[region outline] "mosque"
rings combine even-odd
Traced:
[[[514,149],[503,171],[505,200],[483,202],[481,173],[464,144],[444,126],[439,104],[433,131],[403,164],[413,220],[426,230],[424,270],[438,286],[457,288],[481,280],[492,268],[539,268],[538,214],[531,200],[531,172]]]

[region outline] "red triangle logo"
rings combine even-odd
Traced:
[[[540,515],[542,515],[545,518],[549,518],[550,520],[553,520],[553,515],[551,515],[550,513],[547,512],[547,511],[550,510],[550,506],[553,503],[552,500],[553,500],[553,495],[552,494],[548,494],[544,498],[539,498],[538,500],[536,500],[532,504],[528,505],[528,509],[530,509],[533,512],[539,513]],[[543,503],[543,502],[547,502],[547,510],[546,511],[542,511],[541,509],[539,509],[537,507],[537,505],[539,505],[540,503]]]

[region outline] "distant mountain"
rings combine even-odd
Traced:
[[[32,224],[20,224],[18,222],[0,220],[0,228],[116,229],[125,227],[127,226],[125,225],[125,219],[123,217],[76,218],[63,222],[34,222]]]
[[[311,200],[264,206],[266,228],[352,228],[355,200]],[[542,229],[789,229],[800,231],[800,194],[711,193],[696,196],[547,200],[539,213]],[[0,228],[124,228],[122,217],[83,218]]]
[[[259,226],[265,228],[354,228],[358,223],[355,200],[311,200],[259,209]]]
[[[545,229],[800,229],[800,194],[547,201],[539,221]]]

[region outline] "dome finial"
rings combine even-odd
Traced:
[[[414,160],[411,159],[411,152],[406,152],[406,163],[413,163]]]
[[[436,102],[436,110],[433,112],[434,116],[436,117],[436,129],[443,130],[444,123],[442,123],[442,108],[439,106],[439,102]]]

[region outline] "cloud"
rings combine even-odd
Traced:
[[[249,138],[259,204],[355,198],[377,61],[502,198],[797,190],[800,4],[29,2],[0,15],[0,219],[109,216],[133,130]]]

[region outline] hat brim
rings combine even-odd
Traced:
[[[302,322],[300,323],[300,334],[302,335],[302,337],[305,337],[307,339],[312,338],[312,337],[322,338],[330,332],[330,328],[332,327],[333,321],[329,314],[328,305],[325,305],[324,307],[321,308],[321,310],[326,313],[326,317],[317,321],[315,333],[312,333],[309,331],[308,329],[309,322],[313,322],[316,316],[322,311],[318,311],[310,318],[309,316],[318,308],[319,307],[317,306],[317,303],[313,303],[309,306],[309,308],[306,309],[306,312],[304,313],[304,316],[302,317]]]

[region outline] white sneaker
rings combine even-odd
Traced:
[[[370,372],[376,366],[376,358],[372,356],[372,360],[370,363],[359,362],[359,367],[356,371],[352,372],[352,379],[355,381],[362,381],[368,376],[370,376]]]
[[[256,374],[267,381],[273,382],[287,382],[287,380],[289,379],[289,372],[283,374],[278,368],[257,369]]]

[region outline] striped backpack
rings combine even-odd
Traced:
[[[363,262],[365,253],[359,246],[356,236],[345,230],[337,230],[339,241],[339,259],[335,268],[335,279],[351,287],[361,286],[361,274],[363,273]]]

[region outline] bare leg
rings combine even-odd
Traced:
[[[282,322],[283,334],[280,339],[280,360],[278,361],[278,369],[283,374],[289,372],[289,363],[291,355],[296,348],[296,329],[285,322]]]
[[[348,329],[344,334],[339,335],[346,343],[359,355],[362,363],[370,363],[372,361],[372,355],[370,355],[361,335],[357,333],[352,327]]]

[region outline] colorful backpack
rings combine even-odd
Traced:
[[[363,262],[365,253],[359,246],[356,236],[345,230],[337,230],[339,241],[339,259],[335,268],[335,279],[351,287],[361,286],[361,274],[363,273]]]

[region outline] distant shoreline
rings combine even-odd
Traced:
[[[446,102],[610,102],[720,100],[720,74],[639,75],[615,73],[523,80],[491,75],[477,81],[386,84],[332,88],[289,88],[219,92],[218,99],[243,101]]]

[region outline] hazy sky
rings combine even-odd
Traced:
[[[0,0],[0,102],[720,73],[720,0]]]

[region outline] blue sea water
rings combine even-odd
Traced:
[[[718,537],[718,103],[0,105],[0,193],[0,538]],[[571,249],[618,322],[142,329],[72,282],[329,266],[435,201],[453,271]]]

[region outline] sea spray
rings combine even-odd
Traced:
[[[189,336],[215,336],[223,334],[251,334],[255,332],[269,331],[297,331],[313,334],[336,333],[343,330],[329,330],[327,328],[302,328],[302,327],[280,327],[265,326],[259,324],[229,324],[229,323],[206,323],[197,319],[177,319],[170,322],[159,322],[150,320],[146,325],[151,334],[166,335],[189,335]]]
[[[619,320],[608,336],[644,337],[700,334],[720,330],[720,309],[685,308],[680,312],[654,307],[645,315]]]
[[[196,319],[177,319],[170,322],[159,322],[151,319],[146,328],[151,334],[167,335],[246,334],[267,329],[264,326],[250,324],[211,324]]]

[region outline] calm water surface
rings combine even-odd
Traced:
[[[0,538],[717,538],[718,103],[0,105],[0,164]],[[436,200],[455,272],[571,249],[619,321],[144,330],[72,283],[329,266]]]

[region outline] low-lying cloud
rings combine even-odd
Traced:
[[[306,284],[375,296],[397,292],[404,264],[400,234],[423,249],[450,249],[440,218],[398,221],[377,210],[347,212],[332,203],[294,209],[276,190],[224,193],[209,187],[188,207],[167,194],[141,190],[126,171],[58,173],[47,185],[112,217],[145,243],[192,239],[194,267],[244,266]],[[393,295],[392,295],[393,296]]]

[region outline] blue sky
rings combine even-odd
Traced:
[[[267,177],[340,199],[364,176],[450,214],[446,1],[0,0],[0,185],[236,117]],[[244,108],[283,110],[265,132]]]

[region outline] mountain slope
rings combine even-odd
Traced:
- - - - - - -
[TASK GOAL]:
Go through the entries above and reproduce each one exactly.

[COMPLETED EXERCISE]:
[region outline] "mosque"
rings combine even-odd
Traced:
[[[514,149],[503,171],[505,200],[483,202],[481,173],[464,144],[444,126],[439,104],[433,131],[403,164],[413,220],[426,230],[424,270],[438,286],[457,288],[481,280],[492,268],[539,268],[538,214],[531,200],[531,172]]]

[region outline] "red triangle logo"
rings combine even-odd
Traced:
[[[540,515],[542,515],[545,518],[549,518],[550,520],[553,520],[553,515],[551,515],[550,513],[547,512],[547,511],[550,510],[550,506],[553,503],[552,500],[553,500],[553,495],[552,494],[548,494],[544,498],[539,498],[538,500],[536,500],[532,504],[528,505],[528,509],[530,509],[533,512],[539,513]],[[543,503],[543,502],[547,502],[547,510],[546,511],[542,511],[541,509],[539,509],[537,507],[537,505],[539,505],[540,503]]]

[region outline] "distant mountain"
rings combine even-odd
Traced:
[[[32,224],[20,224],[18,222],[0,220],[0,228],[116,229],[125,227],[127,226],[125,225],[125,219],[123,217],[76,218],[63,222],[34,222]]]
[[[311,200],[264,206],[266,228],[352,228],[355,200]],[[542,229],[789,229],[800,231],[800,194],[711,193],[696,196],[547,200],[539,213]],[[0,228],[124,228],[122,217],[83,218]]]
[[[259,226],[265,228],[354,228],[358,223],[355,200],[311,200],[259,209]]]
[[[545,229],[800,229],[800,194],[547,201],[539,221]]]

[region outline] "dome finial"
rings combine even-odd
Traced:
[[[414,160],[411,159],[411,152],[406,152],[406,163],[413,163]]]
[[[436,102],[436,110],[433,112],[434,116],[436,117],[436,129],[443,130],[444,123],[442,123],[442,108],[439,106],[439,102]]]

[region outline] "cloud"
rings combine even-odd
Traced:
[[[249,138],[259,204],[355,198],[377,61],[502,198],[797,190],[800,4],[29,2],[0,15],[0,219],[109,216],[133,130]]]

[region outline] hat brim
rings combine even-odd
Traced:
[[[302,322],[300,323],[300,334],[302,335],[302,337],[305,337],[307,339],[312,338],[312,337],[322,338],[330,332],[330,328],[332,327],[333,321],[329,314],[328,305],[325,305],[324,307],[321,308],[321,310],[326,313],[326,317],[317,321],[315,333],[312,333],[309,331],[308,329],[309,322],[313,322],[316,316],[322,311],[318,311],[310,318],[309,316],[318,308],[319,307],[317,306],[317,303],[313,303],[309,306],[309,308],[306,309],[306,312],[304,313],[304,316],[302,317]]]

[region outline] white sneaker
rings combine even-odd
Traced:
[[[370,372],[376,366],[376,358],[372,356],[372,360],[370,363],[359,362],[359,367],[356,371],[352,372],[352,379],[355,381],[362,381],[368,376],[370,376]]]
[[[256,374],[267,381],[273,382],[287,382],[287,380],[289,379],[289,372],[283,374],[278,368],[257,369]]]

[region outline] striped backpack
rings combine even-odd
Traced:
[[[363,262],[365,253],[359,246],[356,236],[345,230],[337,230],[339,241],[339,259],[335,268],[335,279],[351,287],[361,286],[361,274],[363,273]]]

[region outline] bare leg
rings combine even-odd
Traced:
[[[282,322],[283,334],[280,339],[280,360],[278,361],[278,369],[283,374],[289,372],[289,363],[291,355],[296,348],[296,329],[285,322]]]
[[[348,329],[344,334],[339,335],[346,343],[359,355],[362,363],[370,363],[372,361],[372,355],[370,355],[361,335],[357,333],[352,327]]]

[region outline] colorful backpack
rings combine even-odd
Traced:
[[[363,262],[365,253],[359,246],[356,236],[345,230],[337,230],[339,241],[339,259],[335,268],[335,279],[351,287],[361,286],[361,274],[363,273]]]

[region outline] distant shoreline
rings combine even-odd
Traced:
[[[446,102],[610,102],[720,100],[720,74],[639,75],[615,73],[523,80],[491,75],[477,81],[386,84],[332,88],[289,88],[219,92],[218,99],[243,101]]]

[region outline] hazy sky
rings combine even-odd
Traced:
[[[0,0],[0,102],[720,73],[720,0]]]

[region outline] blue sea water
rings combine even-odd
Traced:
[[[718,537],[718,103],[0,105],[0,193],[0,538]],[[571,249],[618,322],[142,329],[72,282],[329,266],[435,201],[453,271]]]

[region outline] sea spray
rings combine even-odd
Traced:
[[[189,336],[215,336],[223,334],[251,334],[255,332],[269,331],[297,331],[313,334],[336,333],[343,330],[329,330],[327,328],[302,328],[302,327],[280,327],[265,326],[259,324],[229,324],[229,323],[206,323],[197,319],[177,319],[170,322],[159,322],[150,320],[146,325],[151,334],[166,335],[189,335]]]
[[[619,320],[608,336],[644,337],[700,334],[720,330],[720,309],[685,308],[680,312],[654,307],[645,315]]]
[[[196,319],[177,319],[170,322],[159,322],[151,319],[146,328],[151,334],[167,335],[246,334],[267,329],[264,326],[250,324],[211,324]]]

[region outline] calm water surface
rings combine even-odd
Traced:
[[[0,538],[717,538],[718,103],[0,105],[0,164]],[[436,200],[455,272],[571,249],[619,321],[144,330],[72,283],[329,266]]]

[region outline] low-lying cloud
rings combine even-odd
Traced:
[[[306,284],[375,296],[397,292],[404,264],[400,234],[423,249],[450,249],[440,218],[398,221],[377,210],[347,212],[332,203],[294,209],[276,190],[224,193],[209,187],[188,207],[167,194],[141,190],[126,171],[58,173],[47,185],[112,217],[145,243],[192,239],[194,267],[244,266]],[[393,295],[392,295],[393,296]]]

[region outline] blue sky
rings combine even-odd
Traced:
[[[267,177],[340,199],[364,176],[450,214],[446,1],[0,0],[0,185],[236,117]],[[244,108],[283,110],[265,132]]]

[region outline] mountain slope
rings combine even-odd
Traced:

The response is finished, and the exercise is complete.